• **Written problem**
Quote the records verbatim, beginning with the line that contains "Check that every instance of the red paint" and continuing through the end of the records.
(begin)
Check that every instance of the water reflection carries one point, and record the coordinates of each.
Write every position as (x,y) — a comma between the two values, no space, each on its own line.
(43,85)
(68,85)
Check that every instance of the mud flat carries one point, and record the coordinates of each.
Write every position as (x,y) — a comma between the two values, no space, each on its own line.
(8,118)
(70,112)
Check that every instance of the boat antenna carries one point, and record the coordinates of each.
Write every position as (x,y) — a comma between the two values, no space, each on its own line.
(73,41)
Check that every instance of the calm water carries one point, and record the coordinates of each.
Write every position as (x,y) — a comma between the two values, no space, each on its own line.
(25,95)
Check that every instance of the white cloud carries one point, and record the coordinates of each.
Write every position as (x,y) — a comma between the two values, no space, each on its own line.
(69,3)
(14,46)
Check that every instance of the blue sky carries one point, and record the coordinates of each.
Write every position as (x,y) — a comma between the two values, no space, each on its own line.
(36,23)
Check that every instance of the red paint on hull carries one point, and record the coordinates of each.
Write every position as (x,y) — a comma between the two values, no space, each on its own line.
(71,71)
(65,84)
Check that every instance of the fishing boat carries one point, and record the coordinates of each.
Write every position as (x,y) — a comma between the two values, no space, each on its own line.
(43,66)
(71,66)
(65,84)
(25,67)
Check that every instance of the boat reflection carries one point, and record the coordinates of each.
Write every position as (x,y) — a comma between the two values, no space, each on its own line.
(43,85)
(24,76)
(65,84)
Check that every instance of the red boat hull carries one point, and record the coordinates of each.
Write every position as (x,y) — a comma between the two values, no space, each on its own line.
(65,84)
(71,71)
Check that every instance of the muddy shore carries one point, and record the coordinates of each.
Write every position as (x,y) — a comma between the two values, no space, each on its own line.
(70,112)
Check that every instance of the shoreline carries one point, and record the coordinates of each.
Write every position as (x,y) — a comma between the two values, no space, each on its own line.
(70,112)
(end)
• **Reply to the exercise**
Check that every instance of the red paint on hull carries one point, and record the coordinates of each.
Write every position as (x,y) — a comma between the two values, no space, each on its own line.
(71,71)
(65,84)
Check that every instance of the fishing boat carries one point, and record the coordinates of each.
Write every position as (x,y) — a comma between the two values, no space, each on its own line.
(43,66)
(71,66)
(65,84)
(25,67)
Check that every instance of the boat reflection carries one point, and record the coordinates of each.
Write every position as (x,y) — a comma between the two values, no space, each on its own line.
(43,85)
(24,76)
(65,84)
Check that every instance of the red boat hull carries one point, and record the coordinates of each.
Write every position as (x,y) — a comma between the two values, no space, each on its own line.
(65,84)
(71,71)
Check that every instance of the muddy shore carries one point, and record the coordinates of each.
Write every position as (x,y) — a comma between the two values, no space, each on its own line.
(70,112)
Check that every instance of the shoreline carries one point, and record the coordinates of each.
Write every position as (x,y) — a comma between the two values, no space, each on its own line.
(70,112)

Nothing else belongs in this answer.